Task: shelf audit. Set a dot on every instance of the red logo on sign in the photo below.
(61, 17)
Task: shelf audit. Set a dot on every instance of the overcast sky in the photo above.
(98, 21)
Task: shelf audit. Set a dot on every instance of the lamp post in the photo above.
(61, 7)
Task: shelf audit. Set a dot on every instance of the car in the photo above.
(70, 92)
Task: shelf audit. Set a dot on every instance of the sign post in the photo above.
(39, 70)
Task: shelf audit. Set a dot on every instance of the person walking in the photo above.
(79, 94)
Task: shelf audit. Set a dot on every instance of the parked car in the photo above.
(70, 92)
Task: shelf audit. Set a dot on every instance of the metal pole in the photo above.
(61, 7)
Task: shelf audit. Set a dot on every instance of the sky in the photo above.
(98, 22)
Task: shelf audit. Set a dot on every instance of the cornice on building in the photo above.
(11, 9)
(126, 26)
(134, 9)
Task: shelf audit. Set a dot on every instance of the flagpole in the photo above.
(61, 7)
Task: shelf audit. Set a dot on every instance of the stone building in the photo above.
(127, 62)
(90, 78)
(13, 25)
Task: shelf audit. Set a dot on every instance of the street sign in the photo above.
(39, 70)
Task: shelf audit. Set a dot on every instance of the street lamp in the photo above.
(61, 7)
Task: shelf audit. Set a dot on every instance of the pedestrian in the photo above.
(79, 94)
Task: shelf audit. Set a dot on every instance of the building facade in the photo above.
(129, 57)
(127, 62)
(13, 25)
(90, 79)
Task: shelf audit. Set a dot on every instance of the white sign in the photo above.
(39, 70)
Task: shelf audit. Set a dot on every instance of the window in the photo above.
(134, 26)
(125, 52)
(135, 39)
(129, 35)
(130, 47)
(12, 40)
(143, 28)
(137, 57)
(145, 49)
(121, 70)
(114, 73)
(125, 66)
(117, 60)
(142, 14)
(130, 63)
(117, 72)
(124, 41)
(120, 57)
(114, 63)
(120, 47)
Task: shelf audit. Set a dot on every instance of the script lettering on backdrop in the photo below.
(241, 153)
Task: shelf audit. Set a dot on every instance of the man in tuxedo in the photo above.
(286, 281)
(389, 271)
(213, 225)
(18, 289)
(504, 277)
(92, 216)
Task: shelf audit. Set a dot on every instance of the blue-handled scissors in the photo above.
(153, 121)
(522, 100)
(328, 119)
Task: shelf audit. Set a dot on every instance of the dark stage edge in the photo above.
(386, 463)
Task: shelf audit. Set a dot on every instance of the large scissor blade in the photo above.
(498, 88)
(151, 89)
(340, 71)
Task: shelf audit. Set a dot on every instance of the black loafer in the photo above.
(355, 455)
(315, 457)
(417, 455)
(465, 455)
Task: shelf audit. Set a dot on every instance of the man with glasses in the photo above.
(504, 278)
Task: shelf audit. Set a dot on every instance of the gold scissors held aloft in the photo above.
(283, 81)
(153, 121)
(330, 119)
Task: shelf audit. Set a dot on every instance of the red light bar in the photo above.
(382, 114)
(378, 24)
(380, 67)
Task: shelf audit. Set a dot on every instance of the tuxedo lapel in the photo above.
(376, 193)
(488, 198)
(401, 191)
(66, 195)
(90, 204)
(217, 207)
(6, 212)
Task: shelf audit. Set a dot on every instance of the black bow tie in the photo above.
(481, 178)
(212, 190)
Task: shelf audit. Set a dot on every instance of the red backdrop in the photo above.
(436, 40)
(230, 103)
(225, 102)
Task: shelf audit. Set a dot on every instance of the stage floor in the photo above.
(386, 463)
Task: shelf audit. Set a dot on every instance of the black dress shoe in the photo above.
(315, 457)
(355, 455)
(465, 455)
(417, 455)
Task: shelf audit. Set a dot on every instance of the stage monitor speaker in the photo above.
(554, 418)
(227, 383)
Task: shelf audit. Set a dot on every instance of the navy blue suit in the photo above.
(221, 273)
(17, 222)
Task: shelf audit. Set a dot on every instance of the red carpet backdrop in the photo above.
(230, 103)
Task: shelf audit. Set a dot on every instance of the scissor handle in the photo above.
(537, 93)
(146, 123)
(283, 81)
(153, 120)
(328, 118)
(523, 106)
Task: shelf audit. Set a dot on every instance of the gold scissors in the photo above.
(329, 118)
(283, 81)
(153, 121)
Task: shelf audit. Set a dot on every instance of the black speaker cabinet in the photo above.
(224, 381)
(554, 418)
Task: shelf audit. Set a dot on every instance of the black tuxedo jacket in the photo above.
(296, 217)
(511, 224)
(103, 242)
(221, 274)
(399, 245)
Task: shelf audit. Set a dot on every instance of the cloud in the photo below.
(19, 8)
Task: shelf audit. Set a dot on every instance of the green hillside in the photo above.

──────────────────────────────

### Exercise brief
Please repeat all the records above, swapping "shelf audit" for "image review" and leaving everything else unchanged.

### Exercise answer
Task: image review. Set a dot on every instance of the red logo on sign in the photo below.
(61, 17)
Task: image review. Set a dot on every instance of the overcast sky in the photo above.
(98, 21)
Task: image review. Set a dot on every instance of the lamp post in the photo above.
(61, 7)
Task: image review. Set a dot on every instance of the car in the photo above.
(70, 92)
Task: image review. Set a dot on every instance of the sign post in the photo above.
(39, 70)
Task: image review. Set a dot on every instance of the person walking in the photo above.
(79, 94)
Task: image review. Set a dot on every instance of the parked car in the photo above.
(70, 92)
Task: image review. Set a dot on every instance of the metal pole in the photo above.
(61, 7)
Task: image review. Set a dot on every instance of the sky in the photo above.
(98, 22)
Task: image review. Set a dot on every instance of the cornice on building in the photo above.
(11, 9)
(126, 26)
(134, 9)
Task: image review. Set a dot on every instance of the flagpole in the photo above.
(61, 7)
Task: image review. Set a dot on every instance of the stone building in the photo above.
(127, 62)
(90, 78)
(13, 25)
Task: image review. Set a dot on every instance of the street sign in the photo above.
(39, 70)
Task: image review. Set a dot on every instance of the street lamp in the photo above.
(61, 7)
Task: image review. Set a dot on every instance of the pedestrian in the photo above.
(79, 94)
Task: image review. Set a dot on every instance of the building facade in the photo above.
(129, 57)
(127, 62)
(13, 25)
(90, 79)
Task: image review. Set a dot on every instance of the white sign in the photo above.
(39, 70)
Task: image review. Set a dot on every instance of the window in the photo above.
(134, 26)
(125, 52)
(135, 39)
(129, 35)
(130, 47)
(12, 40)
(143, 28)
(137, 57)
(145, 49)
(121, 70)
(114, 73)
(125, 66)
(117, 60)
(142, 14)
(130, 63)
(117, 72)
(124, 41)
(120, 57)
(114, 63)
(120, 47)
Task: image review. Set a dot on every instance of the script lettering on backdrop in the photo below.
(241, 153)
Task: image review. Set a dot on every instance of the man in tuxedo in the photo above.
(286, 281)
(389, 271)
(213, 225)
(18, 289)
(504, 277)
(92, 216)
Task: image review. Set a dot on every instance of the blue-handled scissors in the photo above.
(153, 121)
(522, 100)
(328, 119)
Task: image review. Set a dot on every instance of the dark stage edge in the photo above.
(386, 463)
Task: image review. Set a dot on every instance of the large scissor blade in the photo above.
(498, 88)
(151, 89)
(340, 71)
Task: image review. Set a dot on every instance of the black loafer in the photo above.
(355, 455)
(315, 457)
(417, 455)
(465, 455)
Task: image review. Set a dot on every instance of the man with glasses in the photo above.
(504, 278)
Task: image review. Set a dot on every instance of the gold scissors held aloft in the photo above.
(283, 81)
(153, 121)
(330, 119)
Task: image review. Set a dot on every instance of the red light bar in the photo above.
(382, 114)
(378, 24)
(380, 67)
Task: image review. Set a dot on every instance of the tuxedo lapel in the photo above.
(376, 193)
(488, 198)
(401, 191)
(66, 195)
(90, 204)
(217, 207)
(6, 212)
Task: image review. Set a dot on every instance of the black bow tie in the photo above.
(481, 178)
(212, 190)
Task: image review. Set a dot on every instance of the red backdrop in the photo above.
(436, 40)
(230, 103)
(225, 102)
Task: image review. Set a dot on every instance of the stage floor in the photo above.
(386, 463)
Task: image review. Set a dot on every instance of the black dress shoe in the photo above.
(315, 457)
(355, 455)
(465, 455)
(417, 455)
Task: image review. Set a dot on every instance of the stage monitor speaker in the photo above.
(554, 418)
(227, 383)
Task: image review. Set a dot on every instance of the navy blue suit in the photo above.
(221, 273)
(17, 222)
Task: image review. Set a dot on every instance of the red carpet backdrop in the photo above.
(230, 103)
Task: image review. Set a dot on every instance of the scissor handle in the photo above.
(537, 93)
(146, 123)
(283, 81)
(153, 120)
(328, 118)
(523, 106)
Task: image review. Set a dot on every instance of the gold scissors in the photo above.
(329, 118)
(283, 81)
(153, 121)
Task: image review. Set a dot on every instance of the black speaker cabinet in the photo above.
(224, 381)
(554, 418)
Task: image review. Set a dot on every instance of the black tuxedo jacket in the photo above.
(296, 217)
(511, 224)
(103, 242)
(221, 274)
(399, 245)
Task: image review. Set a dot on every instance of the cloud in the photo below.
(19, 8)
Task: image review. Set a dot on every instance of the green hillside in the photo above.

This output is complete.